** begin **

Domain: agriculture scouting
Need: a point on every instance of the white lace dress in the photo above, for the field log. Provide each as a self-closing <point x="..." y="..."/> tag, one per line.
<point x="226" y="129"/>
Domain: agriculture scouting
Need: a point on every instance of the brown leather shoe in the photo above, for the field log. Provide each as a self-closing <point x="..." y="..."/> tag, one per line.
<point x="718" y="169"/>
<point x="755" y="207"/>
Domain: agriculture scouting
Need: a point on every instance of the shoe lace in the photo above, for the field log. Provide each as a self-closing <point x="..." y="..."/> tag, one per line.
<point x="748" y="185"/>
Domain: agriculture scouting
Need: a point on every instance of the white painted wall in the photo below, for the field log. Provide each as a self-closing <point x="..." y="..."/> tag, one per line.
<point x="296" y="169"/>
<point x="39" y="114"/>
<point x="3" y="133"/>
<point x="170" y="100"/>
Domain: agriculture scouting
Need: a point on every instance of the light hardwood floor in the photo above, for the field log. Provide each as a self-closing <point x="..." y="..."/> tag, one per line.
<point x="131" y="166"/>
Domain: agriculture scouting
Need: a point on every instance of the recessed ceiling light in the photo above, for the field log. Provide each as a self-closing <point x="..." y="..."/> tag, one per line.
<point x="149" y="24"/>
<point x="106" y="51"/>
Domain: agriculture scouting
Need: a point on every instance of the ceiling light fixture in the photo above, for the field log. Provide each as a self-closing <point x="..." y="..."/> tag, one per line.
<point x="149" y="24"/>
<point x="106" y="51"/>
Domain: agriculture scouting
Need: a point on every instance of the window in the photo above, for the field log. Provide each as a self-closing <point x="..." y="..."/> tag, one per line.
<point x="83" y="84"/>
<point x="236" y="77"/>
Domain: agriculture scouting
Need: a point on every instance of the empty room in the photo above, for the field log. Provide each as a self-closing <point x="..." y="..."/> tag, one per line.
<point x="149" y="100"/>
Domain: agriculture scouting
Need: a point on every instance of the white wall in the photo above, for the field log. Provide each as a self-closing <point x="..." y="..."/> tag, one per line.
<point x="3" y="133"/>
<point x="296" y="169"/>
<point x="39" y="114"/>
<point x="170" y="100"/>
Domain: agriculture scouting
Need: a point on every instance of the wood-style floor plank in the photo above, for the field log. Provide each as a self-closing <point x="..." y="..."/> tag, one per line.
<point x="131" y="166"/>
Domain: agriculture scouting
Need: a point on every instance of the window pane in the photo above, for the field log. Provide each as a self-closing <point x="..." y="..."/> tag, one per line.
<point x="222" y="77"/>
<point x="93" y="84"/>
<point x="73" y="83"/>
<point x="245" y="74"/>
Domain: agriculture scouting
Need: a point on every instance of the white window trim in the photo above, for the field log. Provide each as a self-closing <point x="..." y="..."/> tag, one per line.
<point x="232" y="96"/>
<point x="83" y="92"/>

** end **

*Instructions for the task:* All of the entries must be written out exactly as they stand.

*Task output:*
Domain: agriculture scouting
Need: a point on every instance of the white lace dress in the photo above, for the field log. Provide each as a self-closing <point x="..." y="..."/> tag, one per line.
<point x="226" y="129"/>
Domain: agriculture scouting
Need: a point on every instance of the brown leather shoe in the photo above, for the field log. Provide each as a self-closing <point x="..." y="..."/> tag, one per line.
<point x="718" y="169"/>
<point x="755" y="207"/>
Domain: agriculture scouting
Need: a point on every instance of the shoe lace in the photo above, for the field log. Provide each as a self-closing <point x="..." y="..."/> tag, one per line.
<point x="748" y="185"/>
Domain: agriculture scouting
Need: a point on every instance of the white painted wall in the photo below, for the field log. Provide each as a self-closing <point x="..." y="..."/> tag, one per line.
<point x="296" y="169"/>
<point x="39" y="114"/>
<point x="3" y="133"/>
<point x="170" y="100"/>
Domain: agriculture scouting
Need: a point on every instance of the light hardwood floor in the photo above, for the field log. Provide each as a self-closing <point x="..." y="..."/> tag, one per line.
<point x="131" y="166"/>
Domain: agriculture scouting
Need: a point on every instance of the recessed ceiling light in the photo above, for the field log. Provide each as a self-closing <point x="..." y="..."/> tag, one per line.
<point x="149" y="24"/>
<point x="106" y="51"/>
Domain: agriculture scouting
Need: a point on every instance of the ceiling light fixture in the photo above, for the field log. Provide each as a self-closing <point x="..." y="..."/> tag, one per line.
<point x="149" y="24"/>
<point x="106" y="51"/>
Domain: agriculture scouting
Need: a point on every instance of the window in the photo above, for the field log. Provide each as a self-closing <point x="..." y="..."/> tag, one per line.
<point x="83" y="84"/>
<point x="236" y="77"/>
Domain: agriculture scouting
Need: a point on every instance of the empty room in the photo above, for the field log. Provide each as a self-closing <point x="..." y="..."/> tag, one per line.
<point x="149" y="100"/>
Domain: agriculture scouting
Need: a point on every instance of the white wall in the photo above, for the field log. Provide each as a self-closing <point x="..." y="..."/> tag, one per line.
<point x="3" y="133"/>
<point x="296" y="169"/>
<point x="39" y="114"/>
<point x="170" y="100"/>
Domain: agriculture scouting
Need: a point on every instance of the wood-style floor plank in the photo above, for the field log. Provide each as a self-closing <point x="..." y="..."/> tag, one per line.
<point x="131" y="166"/>
Domain: agriculture scouting
Need: a point on every instance of the window pane in the photo above, for the field log. Provide each as a self-closing <point x="..." y="..."/> tag, one per line.
<point x="222" y="77"/>
<point x="93" y="84"/>
<point x="73" y="83"/>
<point x="245" y="74"/>
Domain: agriculture scouting
Need: a point on every instance of the white window trim in the photo above, for the field log. Provide each as a self-closing <point x="..." y="..."/> tag, one per line.
<point x="232" y="96"/>
<point x="83" y="92"/>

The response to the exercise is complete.